Consigne 1:
Répondez brièvement à partir de la présentation du roman :
(a) Dans quel lieu les humains ressuscitent-ils ?
(b) Quel était le premier titre de travail du roman ?
(c) Quel personnage est aveugle et muet ?
Consigne 2:
Recopiez mot pour mot le passage de la présentation du roman qui va de « La petite histoire... » jusqu'à « Père de Feu. ».

Texte extrait:
○ ○ ○ ○

La terre tremble toutes les semaines ; d'innommables taudis poussent sur les ruines. Cuerda, le padre, est là comme un poisson dans l'eau ; il sait toujours ce qu'il faut dire aux pelados. Et le signe arrive : en Terre de Feu, les humains ressuscitent. Serait-ce la fin des temps ? Cuerda n'en doute pas ; il veut conduire Nieve dans cette île du bout du monde ; la belle orpheline y retrouverait sa mère disparue. Rien n'arrête le padre ; quand le gouvernement fait dire que les miracles sont l'œuvre des Supérieurs, il prêche la croisade et entraîne les pedalos vers le sud. Sans être contredit par Nieve, qui est aveugle et muette ; ni par son père, qui boit trop de tequila. (4ème de couverture, 1984).
La petite histoire... Ce roman a changé de titre plusieurs fois ! Le titre de travail était d'abord Les Bordels de Dieu (d'après Fiction, n° 312, et Archipel, n° 4) : l'expression est utilisée page 119. Puis il fut : Le Ciel est borgne (d'après A&A, N° 87, novembre 1983, p. 27), avant d'être publié sous ce troisième : Le Père de Feu.

○ ○ ○ ○

(Enregistrements de données)
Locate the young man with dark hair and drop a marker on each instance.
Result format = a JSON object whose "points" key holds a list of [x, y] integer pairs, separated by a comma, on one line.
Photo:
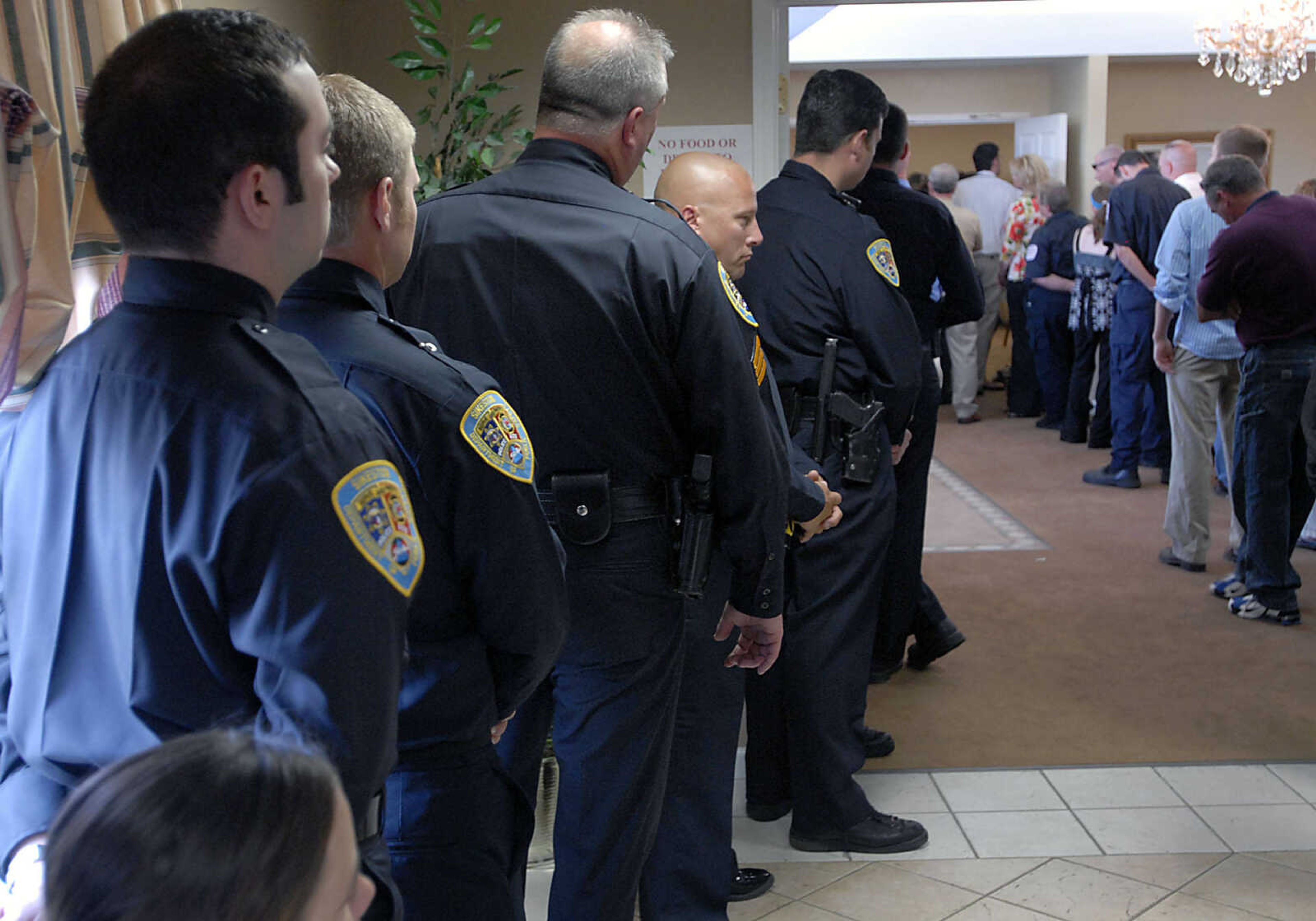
{"points": [[1261, 272], [487, 624], [824, 267], [236, 538], [928, 248]]}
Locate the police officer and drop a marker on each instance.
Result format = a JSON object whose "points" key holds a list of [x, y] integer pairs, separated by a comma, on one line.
{"points": [[199, 524], [1051, 280], [826, 272], [693, 861], [487, 624], [611, 330], [927, 248]]}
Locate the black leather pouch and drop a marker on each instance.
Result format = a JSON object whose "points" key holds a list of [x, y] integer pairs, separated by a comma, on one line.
{"points": [[584, 506]]}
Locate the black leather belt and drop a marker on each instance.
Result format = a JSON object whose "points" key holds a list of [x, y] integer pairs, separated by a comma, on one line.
{"points": [[630, 504], [373, 821]]}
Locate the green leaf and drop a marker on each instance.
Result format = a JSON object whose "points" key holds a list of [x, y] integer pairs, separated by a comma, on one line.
{"points": [[424, 25], [434, 47]]}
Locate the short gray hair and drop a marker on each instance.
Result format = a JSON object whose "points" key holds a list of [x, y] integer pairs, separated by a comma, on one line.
{"points": [[1235, 175], [592, 81], [943, 178]]}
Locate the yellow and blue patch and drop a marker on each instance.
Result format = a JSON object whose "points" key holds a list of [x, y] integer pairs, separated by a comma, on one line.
{"points": [[499, 436], [377, 513], [736, 297], [884, 260]]}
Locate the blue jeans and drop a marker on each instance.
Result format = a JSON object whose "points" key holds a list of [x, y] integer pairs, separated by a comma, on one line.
{"points": [[1270, 492]]}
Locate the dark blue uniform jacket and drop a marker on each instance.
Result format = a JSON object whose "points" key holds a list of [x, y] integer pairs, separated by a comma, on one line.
{"points": [[178, 517], [486, 625], [610, 328]]}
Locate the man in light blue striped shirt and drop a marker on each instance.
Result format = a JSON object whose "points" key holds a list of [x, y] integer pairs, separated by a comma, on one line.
{"points": [[1201, 366]]}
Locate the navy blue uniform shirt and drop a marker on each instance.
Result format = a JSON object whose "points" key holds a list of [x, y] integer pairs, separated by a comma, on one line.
{"points": [[199, 526], [1136, 215], [609, 326], [927, 246], [827, 271], [489, 620], [1051, 252]]}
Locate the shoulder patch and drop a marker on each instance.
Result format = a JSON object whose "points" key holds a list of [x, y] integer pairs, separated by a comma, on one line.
{"points": [[499, 436], [884, 260], [736, 297], [376, 511]]}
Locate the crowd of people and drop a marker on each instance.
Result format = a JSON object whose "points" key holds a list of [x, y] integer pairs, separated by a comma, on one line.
{"points": [[289, 483]]}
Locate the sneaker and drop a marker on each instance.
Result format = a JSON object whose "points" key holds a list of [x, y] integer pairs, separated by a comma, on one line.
{"points": [[1230, 587], [1250, 609]]}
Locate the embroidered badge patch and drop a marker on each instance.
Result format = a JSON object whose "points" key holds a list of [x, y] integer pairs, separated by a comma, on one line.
{"points": [[499, 438], [884, 260], [760, 361], [376, 509], [736, 297]]}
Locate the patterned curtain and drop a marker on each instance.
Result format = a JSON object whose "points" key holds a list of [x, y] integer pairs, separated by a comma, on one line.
{"points": [[58, 253]]}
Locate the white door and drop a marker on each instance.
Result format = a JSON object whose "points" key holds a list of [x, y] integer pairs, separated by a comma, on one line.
{"points": [[1048, 137]]}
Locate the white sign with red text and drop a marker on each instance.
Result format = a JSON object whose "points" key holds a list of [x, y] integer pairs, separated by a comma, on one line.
{"points": [[731, 142]]}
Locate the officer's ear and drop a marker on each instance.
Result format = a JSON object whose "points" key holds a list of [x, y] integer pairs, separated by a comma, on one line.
{"points": [[382, 203]]}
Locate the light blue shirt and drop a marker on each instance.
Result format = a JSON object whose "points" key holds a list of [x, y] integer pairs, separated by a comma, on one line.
{"points": [[1180, 261]]}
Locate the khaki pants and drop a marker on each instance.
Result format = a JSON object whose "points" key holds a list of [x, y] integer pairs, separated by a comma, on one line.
{"points": [[1203, 393]]}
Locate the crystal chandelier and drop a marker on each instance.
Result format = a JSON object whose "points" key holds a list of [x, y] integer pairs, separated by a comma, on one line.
{"points": [[1260, 44]]}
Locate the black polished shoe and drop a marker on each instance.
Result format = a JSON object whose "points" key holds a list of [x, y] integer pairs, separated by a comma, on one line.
{"points": [[923, 657], [876, 742], [751, 883], [768, 812], [877, 835]]}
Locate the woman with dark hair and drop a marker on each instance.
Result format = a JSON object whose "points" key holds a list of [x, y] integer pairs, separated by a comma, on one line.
{"points": [[210, 827]]}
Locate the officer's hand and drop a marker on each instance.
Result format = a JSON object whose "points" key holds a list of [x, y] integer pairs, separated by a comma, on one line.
{"points": [[898, 451], [20, 896], [499, 728], [831, 514], [1162, 351], [760, 642]]}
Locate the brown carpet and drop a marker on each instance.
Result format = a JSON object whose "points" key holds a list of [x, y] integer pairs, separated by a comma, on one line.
{"points": [[1092, 653]]}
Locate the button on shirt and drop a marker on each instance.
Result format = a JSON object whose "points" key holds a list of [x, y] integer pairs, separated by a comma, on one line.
{"points": [[177, 547], [1180, 261]]}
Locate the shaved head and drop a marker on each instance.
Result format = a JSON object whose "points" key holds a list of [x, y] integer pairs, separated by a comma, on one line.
{"points": [[716, 198]]}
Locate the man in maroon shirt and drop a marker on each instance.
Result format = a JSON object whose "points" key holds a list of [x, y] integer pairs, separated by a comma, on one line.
{"points": [[1263, 273]]}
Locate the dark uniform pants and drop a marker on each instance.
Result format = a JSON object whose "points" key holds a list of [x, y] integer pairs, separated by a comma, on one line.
{"points": [[614, 709], [802, 715], [1140, 413], [456, 827], [690, 868]]}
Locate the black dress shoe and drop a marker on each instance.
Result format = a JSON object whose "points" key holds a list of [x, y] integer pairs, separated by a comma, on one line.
{"points": [[749, 883], [923, 657], [877, 835], [877, 744], [768, 812]]}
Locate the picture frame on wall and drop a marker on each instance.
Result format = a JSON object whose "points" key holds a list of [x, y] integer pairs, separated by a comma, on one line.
{"points": [[1153, 144]]}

○ ○ ○ ○

Corrigé 1:
(a) En Terre de Feu.
(b) Les Bordels de Dieu.
(c) Nieve.

Corrigé 2:
La petite histoire... Ce roman a changé de titre plusieurs fois ! Le titre de travail était d'abord Les Bordels de Dieu (d'après Fiction, n° 312, et Archipel, n° 4) : l'expression est utilisée page 119. Puis il fut : Le Ciel est borgne (d'après A&A, N° 87, novembre 1983, p. 27), avant d'être publié sous ce troisième : Le Père de Feu.